↓

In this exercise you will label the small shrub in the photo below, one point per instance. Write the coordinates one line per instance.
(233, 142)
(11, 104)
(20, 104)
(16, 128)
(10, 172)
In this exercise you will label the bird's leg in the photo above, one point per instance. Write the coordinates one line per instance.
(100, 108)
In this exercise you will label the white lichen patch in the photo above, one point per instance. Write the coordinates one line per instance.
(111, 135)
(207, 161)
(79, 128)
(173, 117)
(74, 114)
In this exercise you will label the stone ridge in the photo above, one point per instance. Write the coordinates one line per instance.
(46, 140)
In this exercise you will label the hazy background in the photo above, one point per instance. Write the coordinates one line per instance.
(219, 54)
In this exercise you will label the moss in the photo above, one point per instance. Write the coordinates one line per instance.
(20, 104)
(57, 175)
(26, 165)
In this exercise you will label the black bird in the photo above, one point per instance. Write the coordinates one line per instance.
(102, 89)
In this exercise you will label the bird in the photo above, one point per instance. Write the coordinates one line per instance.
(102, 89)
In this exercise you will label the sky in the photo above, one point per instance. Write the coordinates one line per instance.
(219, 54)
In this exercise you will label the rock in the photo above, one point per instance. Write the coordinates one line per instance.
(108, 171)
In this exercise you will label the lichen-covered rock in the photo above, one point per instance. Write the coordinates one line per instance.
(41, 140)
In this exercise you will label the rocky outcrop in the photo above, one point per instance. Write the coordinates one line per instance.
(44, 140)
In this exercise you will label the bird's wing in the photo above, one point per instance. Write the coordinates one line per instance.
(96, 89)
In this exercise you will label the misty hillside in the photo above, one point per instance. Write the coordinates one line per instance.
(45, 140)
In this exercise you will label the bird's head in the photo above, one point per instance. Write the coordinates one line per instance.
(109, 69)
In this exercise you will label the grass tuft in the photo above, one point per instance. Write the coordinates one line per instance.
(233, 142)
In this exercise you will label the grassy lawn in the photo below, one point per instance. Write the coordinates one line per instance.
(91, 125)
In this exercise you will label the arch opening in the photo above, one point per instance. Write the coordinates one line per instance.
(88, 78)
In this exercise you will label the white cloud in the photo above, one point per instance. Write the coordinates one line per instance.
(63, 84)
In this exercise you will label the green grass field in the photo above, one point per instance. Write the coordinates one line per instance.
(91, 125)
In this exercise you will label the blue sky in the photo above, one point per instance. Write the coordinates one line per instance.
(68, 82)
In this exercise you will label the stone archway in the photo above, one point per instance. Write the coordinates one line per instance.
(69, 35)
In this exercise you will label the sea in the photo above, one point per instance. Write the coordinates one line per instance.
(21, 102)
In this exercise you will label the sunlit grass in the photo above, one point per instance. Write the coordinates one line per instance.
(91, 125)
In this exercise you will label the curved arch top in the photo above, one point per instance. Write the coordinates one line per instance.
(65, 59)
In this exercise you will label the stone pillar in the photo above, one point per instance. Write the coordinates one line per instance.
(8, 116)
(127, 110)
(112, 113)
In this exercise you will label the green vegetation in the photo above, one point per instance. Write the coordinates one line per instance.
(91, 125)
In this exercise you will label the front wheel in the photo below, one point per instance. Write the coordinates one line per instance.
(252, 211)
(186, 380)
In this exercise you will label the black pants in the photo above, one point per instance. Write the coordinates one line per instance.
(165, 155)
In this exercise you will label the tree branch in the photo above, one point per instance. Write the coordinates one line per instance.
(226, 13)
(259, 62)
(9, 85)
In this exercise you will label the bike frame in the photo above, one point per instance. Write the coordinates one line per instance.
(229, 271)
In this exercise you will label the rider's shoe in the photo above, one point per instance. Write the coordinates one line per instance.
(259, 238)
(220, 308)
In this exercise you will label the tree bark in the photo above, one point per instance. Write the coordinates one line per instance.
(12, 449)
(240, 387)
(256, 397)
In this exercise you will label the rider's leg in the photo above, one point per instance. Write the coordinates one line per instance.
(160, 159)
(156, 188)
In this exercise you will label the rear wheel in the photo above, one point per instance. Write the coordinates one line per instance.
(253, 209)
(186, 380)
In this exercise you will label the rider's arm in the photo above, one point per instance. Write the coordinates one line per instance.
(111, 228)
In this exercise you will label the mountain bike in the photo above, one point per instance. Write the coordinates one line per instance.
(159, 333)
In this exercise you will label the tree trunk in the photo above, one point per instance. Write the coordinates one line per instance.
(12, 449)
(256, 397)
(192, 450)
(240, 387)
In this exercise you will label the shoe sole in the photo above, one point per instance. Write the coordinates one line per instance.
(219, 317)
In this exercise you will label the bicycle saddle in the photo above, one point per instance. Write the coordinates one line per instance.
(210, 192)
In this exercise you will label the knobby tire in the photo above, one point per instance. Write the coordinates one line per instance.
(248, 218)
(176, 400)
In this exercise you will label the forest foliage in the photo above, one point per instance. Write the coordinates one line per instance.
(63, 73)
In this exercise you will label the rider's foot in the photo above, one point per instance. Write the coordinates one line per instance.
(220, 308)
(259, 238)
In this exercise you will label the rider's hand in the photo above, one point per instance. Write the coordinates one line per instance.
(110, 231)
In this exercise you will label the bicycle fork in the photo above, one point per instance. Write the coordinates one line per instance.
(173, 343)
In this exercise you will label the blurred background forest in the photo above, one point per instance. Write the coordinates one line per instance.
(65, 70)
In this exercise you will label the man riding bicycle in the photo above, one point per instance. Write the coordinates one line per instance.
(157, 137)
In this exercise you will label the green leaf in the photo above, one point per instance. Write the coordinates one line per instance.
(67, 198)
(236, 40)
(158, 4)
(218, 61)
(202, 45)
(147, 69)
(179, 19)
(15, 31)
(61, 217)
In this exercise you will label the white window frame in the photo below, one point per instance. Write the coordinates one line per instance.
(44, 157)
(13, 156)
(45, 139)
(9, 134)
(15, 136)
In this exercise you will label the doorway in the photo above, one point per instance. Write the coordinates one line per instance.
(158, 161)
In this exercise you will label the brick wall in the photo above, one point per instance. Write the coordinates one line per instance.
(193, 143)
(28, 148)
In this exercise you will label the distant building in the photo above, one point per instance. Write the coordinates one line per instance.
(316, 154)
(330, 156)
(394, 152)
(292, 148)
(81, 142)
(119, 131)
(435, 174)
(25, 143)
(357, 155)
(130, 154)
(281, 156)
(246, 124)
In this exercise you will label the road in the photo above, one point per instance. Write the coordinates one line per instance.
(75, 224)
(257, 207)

↑

| Work to be completed |
Format every line above as a JSON array of strings, one string per line, and omit any blank lines.

| Solved exercise |
[
  "In this exercise you will label the small shrub in the photo below, one point per instance. Write the coordinates one line per instance.",
  "(233, 142)",
  "(11, 104)",
  "(20, 104)",
  "(16, 128)",
  "(10, 172)",
  "In this exercise you will label the bird's leg in the photo above, one point per instance. Write the coordinates one line per instance.",
  "(100, 108)",
  "In this exercise you will label the white lichen patch in the photo above, one point per instance. Write the coordinates one line per instance.",
  "(111, 135)",
  "(207, 161)",
  "(79, 128)",
  "(173, 117)",
  "(74, 114)",
  "In this exercise you will label the stone ridge in the photo above, one point per instance. Write the coordinates one line per instance.",
  "(46, 140)",
  "In this exercise you will label the hazy background in the photo above, one point per instance. Write the coordinates one line per instance.",
  "(219, 54)",
  "In this exercise you will label the moss in the photo above, one point per instance. Write the coordinates one line per instance.",
  "(20, 104)",
  "(57, 175)",
  "(26, 165)",
  "In this exercise you will label the black bird in the photo above, one point per instance. Write the coordinates one line per instance.",
  "(102, 89)",
  "In this exercise you will label the bird in the photo above, one point per instance. Write the coordinates one line per instance.",
  "(102, 89)",
  "In this exercise you will label the sky in the photo above, one point per instance. Write the coordinates one line per instance.",
  "(219, 54)",
  "In this exercise you will label the rock in the photo above, one point per instance. Write the coordinates one line per instance.",
  "(108, 171)",
  "In this exercise you will label the lichen-covered rock in the photo above, one point per instance. Write the coordinates one line per instance.",
  "(41, 140)",
  "In this exercise you will label the rocky outcrop in the photo above, one point per instance. Write the coordinates one line per instance.",
  "(44, 140)",
  "In this exercise you will label the bird's wing in the photo above, one point per instance. Write the coordinates one line per instance.",
  "(96, 89)",
  "In this exercise you will label the misty hillside in the photo above, one point per instance. Write the coordinates one line per instance.",
  "(45, 140)",
  "In this exercise you will label the bird's head in the photo above, one point per instance. Write the coordinates one line per instance.",
  "(109, 69)",
  "In this exercise you will label the grass tuft in the photo above, one point per instance. Write the coordinates one line per instance.",
  "(233, 142)",
  "In this exercise you will label the grassy lawn in the photo below, one point per instance. Write the coordinates one line per instance.",
  "(91, 125)",
  "In this exercise you will label the arch opening in the photo above, one point per instance. Write the coordinates one line per instance.",
  "(88, 78)",
  "In this exercise you will label the white cloud in the photo above, one point per instance. Write the coordinates one line per instance.",
  "(63, 84)",
  "In this exercise you will label the green grass field in the photo above, one point per instance. Write the coordinates one line per instance.",
  "(91, 125)",
  "In this exercise you will label the blue sky in the photo above, one point per instance. Write the coordinates one line per instance.",
  "(68, 82)",
  "In this exercise you will label the stone archway in the photo above, one point per instance. Write the coordinates one line per instance.",
  "(69, 35)",
  "In this exercise you will label the sea in the photo above, one point per instance. Write the coordinates one line per instance.",
  "(21, 102)",
  "In this exercise you will label the sunlit grass in the photo above, one point per instance. Write the coordinates one line per instance.",
  "(91, 125)",
  "In this exercise you will label the curved arch top in the photo above, one point per instance. Write the coordinates one line per instance.",
  "(65, 59)",
  "In this exercise you will label the stone pillar in the photo above, one point per instance. Write the coordinates one line per instance.",
  "(8, 116)",
  "(127, 110)",
  "(112, 113)",
  "In this exercise you will label the green vegetation in the photo above, one point per instance. Write the coordinates one line per instance.",
  "(91, 125)",
  "In this exercise you will label the front wheel in the photo below, one point per instance. Write the coordinates one line per instance.",
  "(252, 211)",
  "(186, 380)",
  "In this exercise you will label the black pants in the photo above, one point per instance. Write the coordinates one line per instance.",
  "(165, 155)",
  "In this exercise you will label the tree branch in the photo above, one point per instance. Write the coordinates one line per instance.",
  "(226, 13)",
  "(259, 62)",
  "(9, 85)",
  "In this exercise you will label the bike frame in the photo above, one point per instance. Write the coordinates one line per instance.",
  "(229, 271)",
  "In this exercise you will label the rider's shoe in the photo above, one point per instance. Write the coordinates one line per instance.",
  "(259, 238)",
  "(220, 308)",
  "In this exercise you will label the tree bark in the photo above, one point per instance. Write the coordinates one line per instance.",
  "(12, 449)",
  "(240, 387)",
  "(256, 397)",
  "In this exercise you will label the rider's leg in the photo above, one point per instance. Write the coordinates one line per instance.",
  "(160, 159)",
  "(156, 188)",
  "In this exercise you will label the rear wheel in the photo above, one point per instance. Write the coordinates one line per instance.",
  "(253, 209)",
  "(186, 380)",
  "In this exercise you will label the rider's arm in the photo above, one point per instance. Write the coordinates one line per instance.",
  "(111, 228)",
  "In this exercise you will label the mountain bike in the photo above, one point per instance. Write the coordinates one line per instance.",
  "(159, 333)",
  "In this exercise you will label the tree trunk in the photo above, one point per instance. Write the coordinates one line per instance.",
  "(12, 449)",
  "(256, 397)",
  "(192, 450)",
  "(240, 387)",
  "In this exercise you will label the shoe sole in the photo above, one point per instance. Write the coordinates one line per instance.",
  "(219, 317)",
  "In this exercise you will label the bicycle saddle in the photo above, one point per instance. Write the coordinates one line per instance.",
  "(210, 192)",
  "In this exercise you will label the knobby tire in the photo above, one point per instance. Write the coordinates one line per instance.",
  "(248, 218)",
  "(176, 400)",
  "In this exercise you will label the forest foliage in the photo above, one point per instance. Write the coordinates one line per instance.",
  "(63, 73)",
  "In this exercise you will label the rider's foot in the photo above, one point per instance. Write the coordinates one line per instance.",
  "(220, 308)",
  "(259, 238)",
  "In this exercise you will label the rider's hand in the photo above, one point per instance. Write the coordinates one line per instance.",
  "(110, 231)",
  "In this exercise you will label the bicycle fork in the photo above, one point per instance. Write the coordinates one line per instance.",
  "(173, 343)",
  "In this exercise you will label the blurred background forest in the photo above, one point per instance. Write the coordinates one line per instance.",
  "(65, 70)",
  "In this exercise you will label the man riding bicycle in the photo above, one point per instance. Write the coordinates one line per instance.",
  "(157, 137)",
  "In this exercise you will label the green leaf in the photo above, one point per instance. Write the coordinates one line per instance.",
  "(67, 198)",
  "(236, 40)",
  "(158, 4)",
  "(218, 61)",
  "(202, 45)",
  "(147, 69)",
  "(179, 19)",
  "(15, 31)",
  "(61, 217)",
  "In this exercise you will label the white window frame in the photo below, one point per instance. Write the coordinates one line per instance.",
  "(44, 157)",
  "(13, 156)",
  "(45, 139)",
  "(9, 134)",
  "(15, 136)",
  "In this exercise you will label the doorway in the photo above, one point per instance. Write the coordinates one line per instance.",
  "(158, 161)",
  "In this exercise you will label the brick wall in the photo above, one point per instance. Write the coordinates one line per instance.",
  "(193, 143)",
  "(28, 148)",
  "In this exercise you will label the distant building in the photo above, one point per instance. Write the coordinates one line per instance.",
  "(316, 154)",
  "(330, 156)",
  "(394, 152)",
  "(292, 148)",
  "(81, 142)",
  "(119, 131)",
  "(435, 174)",
  "(25, 143)",
  "(357, 155)",
  "(130, 154)",
  "(281, 156)",
  "(246, 124)",
  "In this exercise you will label the road in the photo above, one point per instance. Write the coordinates one line per instance.",
  "(75, 224)",
  "(257, 207)"
]